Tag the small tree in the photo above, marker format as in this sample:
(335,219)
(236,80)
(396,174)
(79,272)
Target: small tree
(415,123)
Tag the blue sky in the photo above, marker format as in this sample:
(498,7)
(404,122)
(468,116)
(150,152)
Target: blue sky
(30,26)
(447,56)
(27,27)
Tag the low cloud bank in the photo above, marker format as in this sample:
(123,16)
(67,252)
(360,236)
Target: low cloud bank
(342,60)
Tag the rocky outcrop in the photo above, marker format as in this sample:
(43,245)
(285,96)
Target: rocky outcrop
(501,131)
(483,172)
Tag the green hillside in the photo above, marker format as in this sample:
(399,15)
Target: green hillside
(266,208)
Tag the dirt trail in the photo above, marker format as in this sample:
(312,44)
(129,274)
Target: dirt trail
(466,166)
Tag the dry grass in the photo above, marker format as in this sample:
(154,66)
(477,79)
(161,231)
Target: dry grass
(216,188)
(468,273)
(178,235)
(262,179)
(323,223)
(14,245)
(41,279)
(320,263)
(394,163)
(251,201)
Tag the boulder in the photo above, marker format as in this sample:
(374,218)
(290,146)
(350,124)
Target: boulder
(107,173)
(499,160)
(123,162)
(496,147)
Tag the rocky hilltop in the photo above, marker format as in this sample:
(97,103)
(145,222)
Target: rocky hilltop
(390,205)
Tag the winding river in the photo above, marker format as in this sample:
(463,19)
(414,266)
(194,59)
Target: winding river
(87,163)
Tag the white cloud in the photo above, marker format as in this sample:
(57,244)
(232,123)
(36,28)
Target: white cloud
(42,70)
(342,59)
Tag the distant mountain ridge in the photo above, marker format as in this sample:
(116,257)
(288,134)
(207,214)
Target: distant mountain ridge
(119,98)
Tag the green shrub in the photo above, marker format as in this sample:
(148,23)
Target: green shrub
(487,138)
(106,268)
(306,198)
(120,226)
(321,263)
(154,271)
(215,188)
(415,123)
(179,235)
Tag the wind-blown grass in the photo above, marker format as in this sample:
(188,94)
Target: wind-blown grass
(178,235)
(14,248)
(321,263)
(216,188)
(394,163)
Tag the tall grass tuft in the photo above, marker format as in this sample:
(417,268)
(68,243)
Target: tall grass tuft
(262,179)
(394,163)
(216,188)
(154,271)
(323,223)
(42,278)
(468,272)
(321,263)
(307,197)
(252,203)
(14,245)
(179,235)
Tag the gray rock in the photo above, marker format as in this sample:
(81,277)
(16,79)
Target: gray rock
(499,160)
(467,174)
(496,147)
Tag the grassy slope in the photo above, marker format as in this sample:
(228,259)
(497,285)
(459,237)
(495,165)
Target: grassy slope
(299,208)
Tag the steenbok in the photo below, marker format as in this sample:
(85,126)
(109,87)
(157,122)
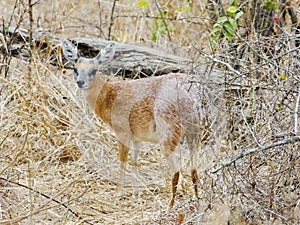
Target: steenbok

┄┄┄┄┄┄┄┄┄┄

Convert all of the items above into a numbered list with one line per entry, omitting blank lines and leaving out the pictures.

1. Tag the small tree in the photo above, marker format as in this sample:
2. (335,219)
3. (236,80)
4. (396,174)
5. (79,272)
6. Target: small tree
7. (415,123)
8. Tag the blue sky in the photo above, marker format as in this sample:
9. (498,7)
10. (404,122)
11. (468,116)
12. (150,152)
13. Target: blue sky
14. (30,26)
15. (447,56)
16. (27,27)
17. Tag the low cloud bank in the photo above, marker format as in this sample:
18. (123,16)
19. (67,252)
20. (360,236)
21. Target: low cloud bank
22. (342,60)
23. Tag the rocky outcrop in the photo above, marker format as in this sample:
24. (43,245)
25. (285,96)
26. Target: rocky outcrop
27. (501,131)
28. (483,172)
29. Tag the green hillside in the photo above, marker format as in this sample:
30. (399,15)
31. Target: green hillside
32. (266,208)
33. Tag the dirt trail in the photo above, marker format as in this sample:
34. (312,44)
35. (129,274)
36. Target: dirt trail
37. (466,166)
38. Tag the dry grass in the photo above, marker format as in this sample:
39. (154,66)
40. (477,79)
41. (161,231)
42. Target: dry grass
43. (216,188)
44. (468,273)
45. (178,235)
46. (262,179)
47. (323,223)
48. (14,245)
49. (41,279)
50. (320,263)
51. (394,163)
52. (251,201)
53. Tag the boulder in the photo above, marker format as in this sample:
54. (374,218)
55. (290,146)
56. (350,124)
57. Target: boulder
58. (107,173)
59. (499,160)
60. (123,162)
61. (496,147)
62. Tag the rocky hilltop in the photo above, marker format as in this sample:
63. (97,103)
64. (145,222)
65. Target: rocky hilltop
66. (390,205)
67. Tag the winding river in the photo above, marker format as in this sample:
68. (463,19)
69. (414,266)
70. (194,59)
71. Target: winding river
72. (87,163)
73. Tag the white cloud in the photo above, marker format as in this sample:
74. (57,244)
75. (232,123)
76. (36,28)
77. Target: white cloud
78. (42,70)
79. (342,59)
80. Tag the distant mountain ridge in the photo above, marker format as in this sample:
81. (116,257)
82. (288,134)
83. (207,214)
84. Target: distant mountain ridge
85. (119,98)
86. Tag the green shrub in the photo above, marker format as in this sample:
87. (148,23)
88. Target: green shrub
89. (487,138)
90. (106,268)
91. (306,198)
92. (120,226)
93. (321,263)
94. (154,271)
95. (215,188)
96. (415,123)
97. (179,235)
98. Tag the wind-blown grass in the photo above, marker format as in this sample:
99. (188,94)
100. Target: wind-blown grass
101. (178,235)
102. (14,248)
103. (321,263)
104. (216,188)
105. (394,163)
106. Tag the tall grass tuft in the photo above, marker format as in this sample:
107. (417,268)
108. (68,243)
109. Target: tall grass tuft
110. (262,179)
111. (394,163)
112. (216,188)
113. (154,271)
114. (323,223)
115. (42,278)
116. (468,272)
117. (321,263)
118. (307,197)
119. (252,203)
120. (14,245)
121. (179,235)
122. Tag the gray rock in the photo above, marker format as in this sample:
123. (81,277)
124. (16,79)
125. Target: gray rock
126. (499,160)
127. (467,174)
128. (496,147)
129. Tag the grassy slope in the photo above, marker format as in this sample:
130. (228,259)
131. (497,285)
132. (459,237)
133. (495,165)
134. Target: grassy slope
135. (299,208)
136. Tag the steenbok in the photo below, marker format as in this sample:
137. (85,126)
138. (109,87)
139. (157,122)
140. Target: steenbok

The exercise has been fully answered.